> **Written instruction**
Rewrite the rows starting at the line containing "Category: seed pod" and ending at the line containing "pixel 63 82", substituting "Sample format" for every occurrence of "Format example" and leaving everything else unchanged. Return only those rows.

> **Provided material**
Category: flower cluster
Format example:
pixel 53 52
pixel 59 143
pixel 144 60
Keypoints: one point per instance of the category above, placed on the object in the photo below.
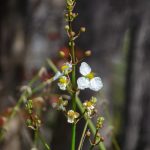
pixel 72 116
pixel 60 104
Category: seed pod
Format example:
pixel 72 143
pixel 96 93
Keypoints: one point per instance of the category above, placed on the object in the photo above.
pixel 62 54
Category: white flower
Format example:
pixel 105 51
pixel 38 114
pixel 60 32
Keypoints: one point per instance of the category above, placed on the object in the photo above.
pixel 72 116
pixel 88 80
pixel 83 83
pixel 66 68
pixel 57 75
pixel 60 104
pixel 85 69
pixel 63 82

---

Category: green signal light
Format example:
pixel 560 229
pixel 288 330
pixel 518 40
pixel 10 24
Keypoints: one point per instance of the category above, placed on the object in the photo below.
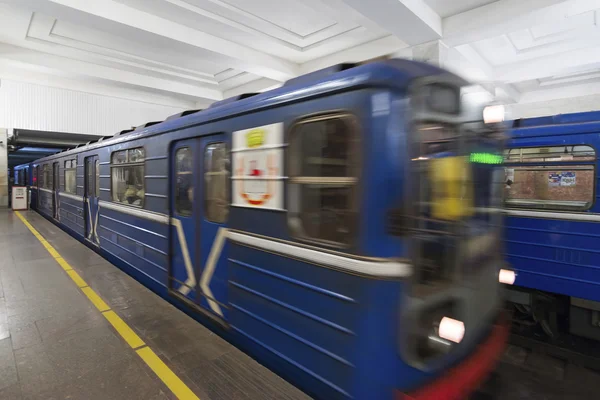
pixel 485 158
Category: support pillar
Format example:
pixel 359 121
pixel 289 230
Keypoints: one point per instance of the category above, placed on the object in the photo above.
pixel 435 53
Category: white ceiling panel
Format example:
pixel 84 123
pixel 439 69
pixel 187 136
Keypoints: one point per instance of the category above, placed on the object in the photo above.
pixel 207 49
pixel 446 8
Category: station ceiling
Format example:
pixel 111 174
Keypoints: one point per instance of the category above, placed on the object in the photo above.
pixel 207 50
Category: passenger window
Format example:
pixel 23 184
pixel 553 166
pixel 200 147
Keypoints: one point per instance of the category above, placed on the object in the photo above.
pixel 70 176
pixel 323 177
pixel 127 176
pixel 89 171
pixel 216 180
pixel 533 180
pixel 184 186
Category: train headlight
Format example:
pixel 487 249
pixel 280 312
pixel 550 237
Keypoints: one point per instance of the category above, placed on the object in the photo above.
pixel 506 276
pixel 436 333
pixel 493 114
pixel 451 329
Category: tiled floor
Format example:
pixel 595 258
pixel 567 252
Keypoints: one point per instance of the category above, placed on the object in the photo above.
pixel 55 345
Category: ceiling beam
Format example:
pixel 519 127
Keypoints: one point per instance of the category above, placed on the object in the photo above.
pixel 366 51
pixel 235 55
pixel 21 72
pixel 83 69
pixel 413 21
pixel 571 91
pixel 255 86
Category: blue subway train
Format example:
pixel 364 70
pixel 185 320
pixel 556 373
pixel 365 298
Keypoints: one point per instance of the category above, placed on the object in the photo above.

> **The completed task**
Category: seed pod
Sample format:
pixel 72 143
pixel 96 93
Keypoints: one point per instance of the category above, placed on the object in the photo above.
pixel 62 54
Category: white flower
Sample format:
pixel 105 51
pixel 38 114
pixel 60 32
Keypoints: one point per instance of the category above, placed on the object in the photo above.
pixel 72 116
pixel 88 80
pixel 83 83
pixel 66 68
pixel 57 75
pixel 60 104
pixel 85 69
pixel 63 82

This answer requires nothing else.